* Records for the task
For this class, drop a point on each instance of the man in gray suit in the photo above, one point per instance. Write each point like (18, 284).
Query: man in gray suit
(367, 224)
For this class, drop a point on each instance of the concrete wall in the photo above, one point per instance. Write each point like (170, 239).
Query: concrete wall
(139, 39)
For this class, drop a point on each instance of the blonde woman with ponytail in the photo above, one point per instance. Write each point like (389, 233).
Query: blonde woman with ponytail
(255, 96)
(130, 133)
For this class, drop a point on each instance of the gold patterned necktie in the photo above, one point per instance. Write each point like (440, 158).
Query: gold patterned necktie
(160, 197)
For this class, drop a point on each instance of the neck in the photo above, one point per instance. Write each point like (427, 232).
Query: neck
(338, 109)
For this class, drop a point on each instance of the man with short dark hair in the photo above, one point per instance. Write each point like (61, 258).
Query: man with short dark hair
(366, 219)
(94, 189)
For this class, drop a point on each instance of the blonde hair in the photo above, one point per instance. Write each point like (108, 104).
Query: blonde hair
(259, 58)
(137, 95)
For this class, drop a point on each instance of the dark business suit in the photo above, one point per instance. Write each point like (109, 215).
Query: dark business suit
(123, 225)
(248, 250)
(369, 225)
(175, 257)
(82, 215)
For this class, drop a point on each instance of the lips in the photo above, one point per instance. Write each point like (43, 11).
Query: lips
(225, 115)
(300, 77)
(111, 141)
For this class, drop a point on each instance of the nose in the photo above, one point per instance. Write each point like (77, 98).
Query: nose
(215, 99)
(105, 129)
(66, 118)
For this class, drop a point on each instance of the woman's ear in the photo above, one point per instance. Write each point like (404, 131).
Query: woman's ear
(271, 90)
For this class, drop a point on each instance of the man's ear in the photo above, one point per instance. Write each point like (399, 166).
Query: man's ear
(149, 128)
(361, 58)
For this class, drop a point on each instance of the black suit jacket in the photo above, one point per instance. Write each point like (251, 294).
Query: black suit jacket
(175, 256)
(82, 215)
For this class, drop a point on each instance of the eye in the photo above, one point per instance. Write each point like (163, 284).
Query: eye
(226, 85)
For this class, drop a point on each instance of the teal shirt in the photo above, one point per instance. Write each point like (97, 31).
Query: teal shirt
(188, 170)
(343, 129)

* Requirements
Rewrite all the rows above as a Markdown table with the columns No. and Line. Number each line in order and leave out blank lines.

* Expected answer
| No. | Line |
|---|---|
| 1 | For this class, drop a point on each instance of the man in gray suit in the photo above, one point per instance. Write each point like (18, 284). |
| 2 | Query: man in gray suit |
| 3 | (367, 224) |
| 4 | For this class, drop a point on each instance of the concrete wall in the photo above, one point per instance. Write each point like (170, 239). |
| 5 | Query: concrete wall |
| 6 | (139, 39) |
| 7 | For this class, drop a point on each instance of the blonde woman with ponytail in the photo above, one point per instance. Write each point like (389, 233). |
| 8 | Query: blonde woman with ponytail |
| 9 | (255, 96) |
| 10 | (130, 133) |
| 11 | For this class, drop a point on each instance of the gold patterned necktie in the photo above, one point per instance. Write each point like (440, 158). |
| 12 | Query: gold patterned necktie |
| 13 | (160, 197) |
| 14 | For this class, drop a point on each instance of the neck in the photo above, one point per instance. Write each point like (427, 232). |
| 15 | Query: neck |
| 16 | (338, 109) |
| 17 | For this class, drop a point on each instance of the man with short dark hair in the photo above, one point per instance. Write each point like (61, 258). |
| 18 | Query: man with short dark hair |
| 19 | (366, 219) |
| 20 | (94, 189) |
| 21 | For this class, drop a point on each instance of the blonde hair in the photo above, one point per instance. Write each point like (108, 104). |
| 22 | Query: blonde hair |
| 23 | (259, 58) |
| 24 | (137, 95) |
| 25 | For this class, drop a point on each instance of the dark business suit in the photo above, one point per instance. Write each point like (109, 215). |
| 26 | Query: dark business suit |
| 27 | (123, 225) |
| 28 | (248, 250) |
| 29 | (369, 225) |
| 30 | (175, 257) |
| 31 | (82, 215) |
| 32 | For this class, drop a point on each instance of the lips in the photo above, one point per instance. Write each point like (43, 11). |
| 33 | Query: lips |
| 34 | (225, 115) |
| 35 | (300, 77) |
| 36 | (111, 141) |
| 37 | For this class, drop a point on each instance of the nose in the photo above, one point per instance. Write each point like (77, 98). |
| 38 | Query: nose |
| 39 | (215, 99) |
| 40 | (105, 129) |
| 41 | (66, 118) |
| 42 | For this class, drop a point on each instance of the woman's ear in the photo above, one point per instance. Write each point like (404, 131). |
| 43 | Query: woman's ear |
| 44 | (271, 90) |
| 45 | For this class, drop a point on each instance of the man's ear in the photo above, one point per instance. Write each point like (399, 166). |
| 46 | Query: man's ear |
| 47 | (149, 128) |
| 48 | (361, 58) |
| 49 | For this class, drop a point on each instance of the black suit jacket in the photo above, one point per instance. Write each point like (251, 294). |
| 50 | Query: black suit jacket |
| 51 | (175, 256) |
| 52 | (82, 215) |
| 53 | For this class, drop a point on each instance of the eye in the photo above, one point per instance. Write each point like (163, 284). |
| 54 | Query: eye |
| 55 | (226, 85) |
| 56 | For this class, drop a point on each instance of the teal shirt in the photo above, one point per instance. Write each point like (97, 31). |
| 57 | Query: teal shirt |
| 58 | (188, 170) |
| 59 | (343, 129) |